* [What you are asked to do] Reproduce the rows that follow word for word, leaving out the pictures.

* [Recorded data]
>>
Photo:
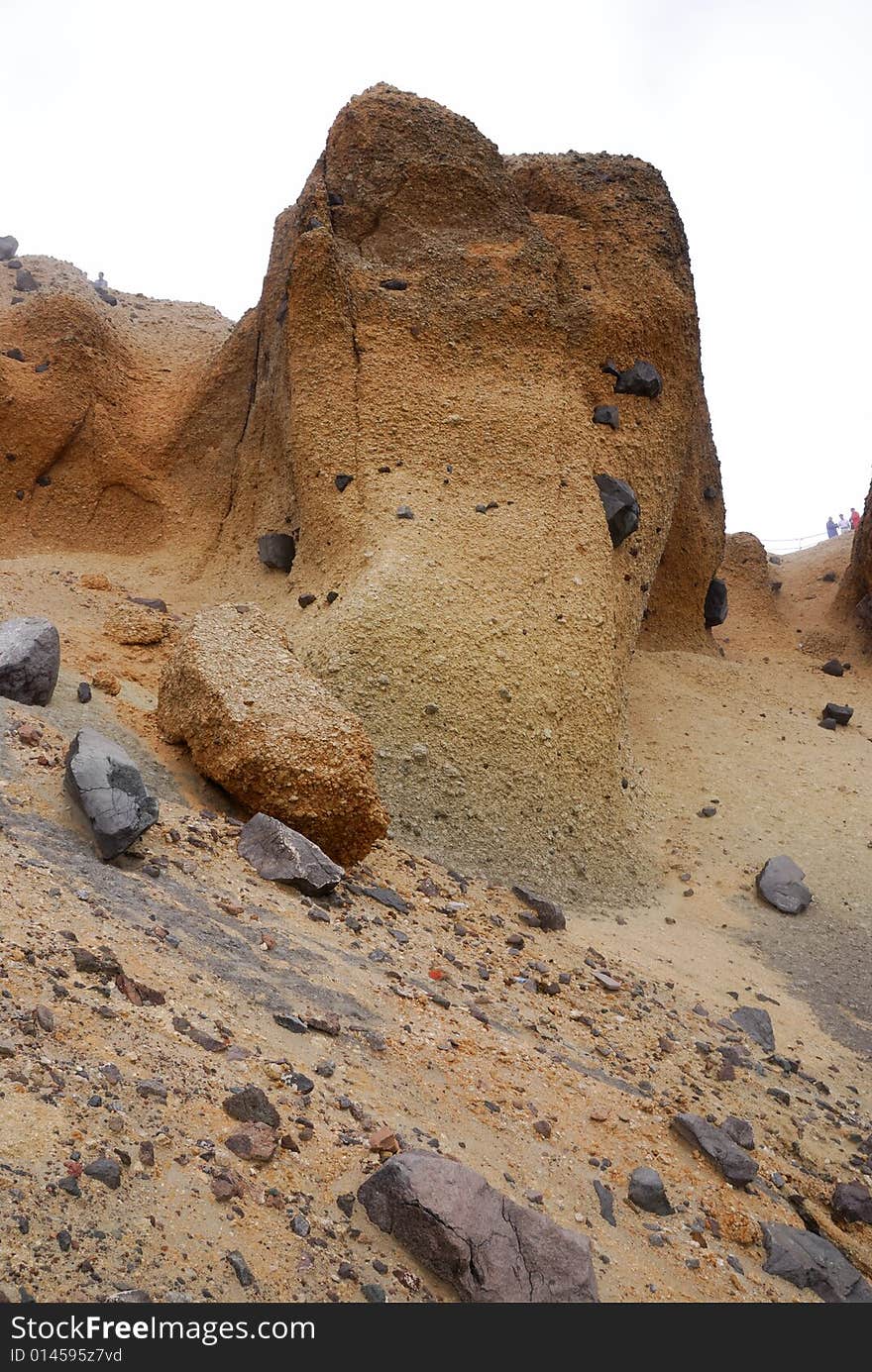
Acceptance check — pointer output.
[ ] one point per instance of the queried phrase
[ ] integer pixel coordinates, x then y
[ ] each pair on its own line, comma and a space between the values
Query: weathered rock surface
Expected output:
<<
* [The completed task]
Photo:
Acceptance check — pointer output.
[ ] one point per instance of the queried phrase
[ ] integer pixel coordinates, x then y
[ ] each pair on its own line, comma and a space between the values
Query: weathered rock surface
Expected output:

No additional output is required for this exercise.